** Extracted records **
+++

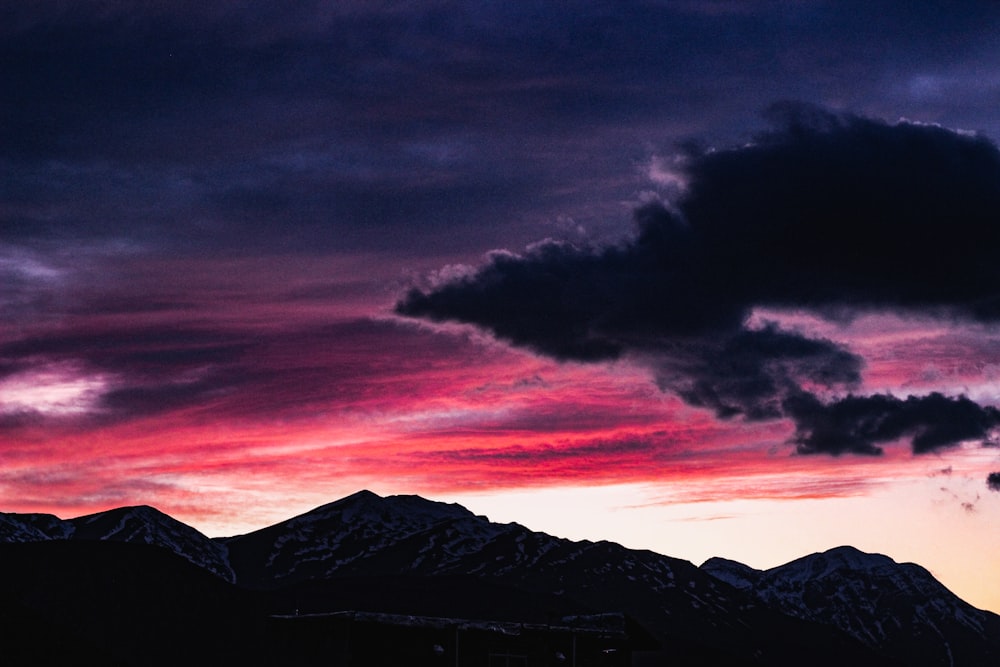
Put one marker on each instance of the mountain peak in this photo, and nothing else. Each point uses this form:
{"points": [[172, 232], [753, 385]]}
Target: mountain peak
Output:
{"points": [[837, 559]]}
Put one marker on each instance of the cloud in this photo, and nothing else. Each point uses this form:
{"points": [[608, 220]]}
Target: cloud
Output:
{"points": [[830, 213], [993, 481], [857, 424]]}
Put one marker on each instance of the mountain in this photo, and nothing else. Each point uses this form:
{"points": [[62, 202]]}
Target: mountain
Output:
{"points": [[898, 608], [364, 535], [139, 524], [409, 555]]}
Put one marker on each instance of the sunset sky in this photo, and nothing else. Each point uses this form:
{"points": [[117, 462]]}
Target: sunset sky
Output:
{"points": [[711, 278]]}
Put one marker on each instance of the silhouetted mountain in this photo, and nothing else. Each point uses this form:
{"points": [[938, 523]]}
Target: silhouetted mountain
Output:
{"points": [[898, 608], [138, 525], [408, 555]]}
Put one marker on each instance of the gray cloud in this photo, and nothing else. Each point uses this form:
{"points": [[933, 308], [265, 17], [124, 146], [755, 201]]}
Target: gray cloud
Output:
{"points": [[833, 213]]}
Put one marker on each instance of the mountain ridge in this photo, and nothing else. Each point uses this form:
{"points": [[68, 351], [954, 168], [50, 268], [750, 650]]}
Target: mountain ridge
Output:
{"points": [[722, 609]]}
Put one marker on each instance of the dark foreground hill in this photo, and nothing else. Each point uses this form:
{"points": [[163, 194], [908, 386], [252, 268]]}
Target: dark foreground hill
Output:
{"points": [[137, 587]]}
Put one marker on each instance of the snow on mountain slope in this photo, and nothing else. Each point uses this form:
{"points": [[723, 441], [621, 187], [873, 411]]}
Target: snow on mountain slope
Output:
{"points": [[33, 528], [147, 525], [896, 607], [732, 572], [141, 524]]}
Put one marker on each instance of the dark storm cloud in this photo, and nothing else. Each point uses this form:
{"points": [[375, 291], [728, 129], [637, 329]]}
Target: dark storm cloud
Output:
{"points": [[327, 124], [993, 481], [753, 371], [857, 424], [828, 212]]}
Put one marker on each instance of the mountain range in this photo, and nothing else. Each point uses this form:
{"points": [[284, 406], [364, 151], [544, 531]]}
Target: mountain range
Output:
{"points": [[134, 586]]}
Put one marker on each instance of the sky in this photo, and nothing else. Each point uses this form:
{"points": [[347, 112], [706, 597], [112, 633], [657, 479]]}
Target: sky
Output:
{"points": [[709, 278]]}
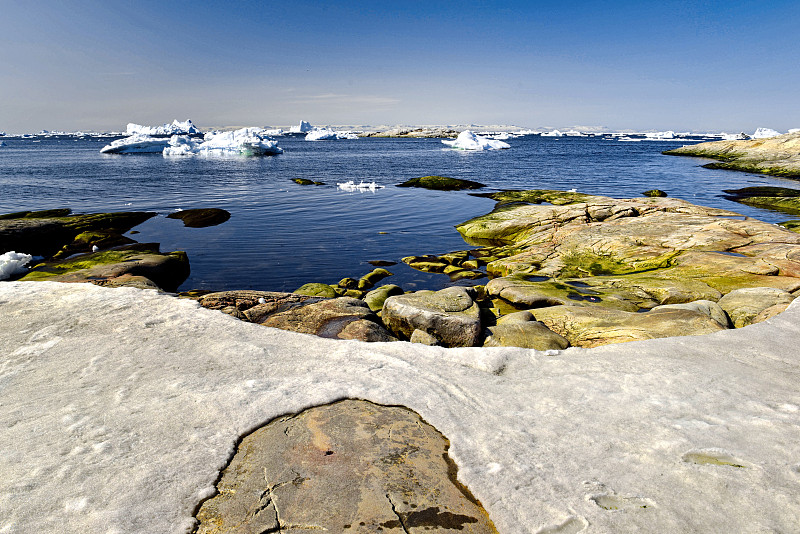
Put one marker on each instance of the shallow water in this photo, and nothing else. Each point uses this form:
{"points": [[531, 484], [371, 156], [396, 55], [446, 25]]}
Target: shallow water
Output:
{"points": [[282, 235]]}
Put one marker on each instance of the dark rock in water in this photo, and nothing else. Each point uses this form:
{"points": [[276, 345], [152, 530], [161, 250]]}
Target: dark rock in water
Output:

+++

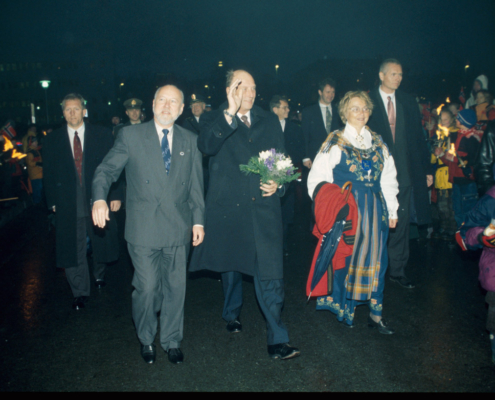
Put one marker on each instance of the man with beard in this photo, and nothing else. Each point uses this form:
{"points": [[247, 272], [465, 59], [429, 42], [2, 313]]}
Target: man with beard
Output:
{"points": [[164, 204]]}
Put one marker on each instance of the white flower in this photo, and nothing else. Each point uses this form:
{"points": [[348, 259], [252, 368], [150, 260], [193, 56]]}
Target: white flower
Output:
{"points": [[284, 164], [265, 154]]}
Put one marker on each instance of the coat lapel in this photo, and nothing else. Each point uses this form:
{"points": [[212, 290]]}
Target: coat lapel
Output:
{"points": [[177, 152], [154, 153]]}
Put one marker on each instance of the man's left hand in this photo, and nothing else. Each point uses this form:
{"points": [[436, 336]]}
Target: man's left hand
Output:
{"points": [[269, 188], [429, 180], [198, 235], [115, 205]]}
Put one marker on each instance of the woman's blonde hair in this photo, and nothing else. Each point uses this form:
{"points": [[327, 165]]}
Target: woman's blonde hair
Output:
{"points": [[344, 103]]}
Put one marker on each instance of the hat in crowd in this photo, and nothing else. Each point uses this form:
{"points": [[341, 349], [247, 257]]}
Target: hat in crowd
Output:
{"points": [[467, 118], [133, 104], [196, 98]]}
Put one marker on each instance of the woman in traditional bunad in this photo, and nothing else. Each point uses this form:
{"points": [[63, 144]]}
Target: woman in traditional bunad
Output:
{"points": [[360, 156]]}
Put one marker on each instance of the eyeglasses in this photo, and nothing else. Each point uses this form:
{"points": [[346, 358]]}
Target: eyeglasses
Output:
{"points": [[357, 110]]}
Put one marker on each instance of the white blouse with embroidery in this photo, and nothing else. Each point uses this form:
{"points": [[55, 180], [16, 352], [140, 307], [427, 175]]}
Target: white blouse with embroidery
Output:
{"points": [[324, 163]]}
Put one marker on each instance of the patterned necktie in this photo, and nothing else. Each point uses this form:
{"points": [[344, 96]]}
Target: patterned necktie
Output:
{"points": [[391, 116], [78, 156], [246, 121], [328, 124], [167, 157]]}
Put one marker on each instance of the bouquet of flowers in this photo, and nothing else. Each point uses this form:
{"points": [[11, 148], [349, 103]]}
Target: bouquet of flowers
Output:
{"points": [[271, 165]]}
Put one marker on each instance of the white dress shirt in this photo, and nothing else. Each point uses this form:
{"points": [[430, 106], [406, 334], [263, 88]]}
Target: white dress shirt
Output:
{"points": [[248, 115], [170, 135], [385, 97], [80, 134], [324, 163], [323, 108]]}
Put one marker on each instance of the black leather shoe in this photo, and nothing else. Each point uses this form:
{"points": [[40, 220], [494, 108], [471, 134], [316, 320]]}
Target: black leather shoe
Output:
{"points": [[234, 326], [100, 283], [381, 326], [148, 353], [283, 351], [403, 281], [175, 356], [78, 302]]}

+++

** Exercise instructions **
Which lines of the material above contain the word "eyeglasses"? Copy each of them, treating case as significant.

** Result of this exercise **
Put one marker on each instance of the eyeglasses in this photo, and nothing else. Each point uses this form:
Target: eyeglasses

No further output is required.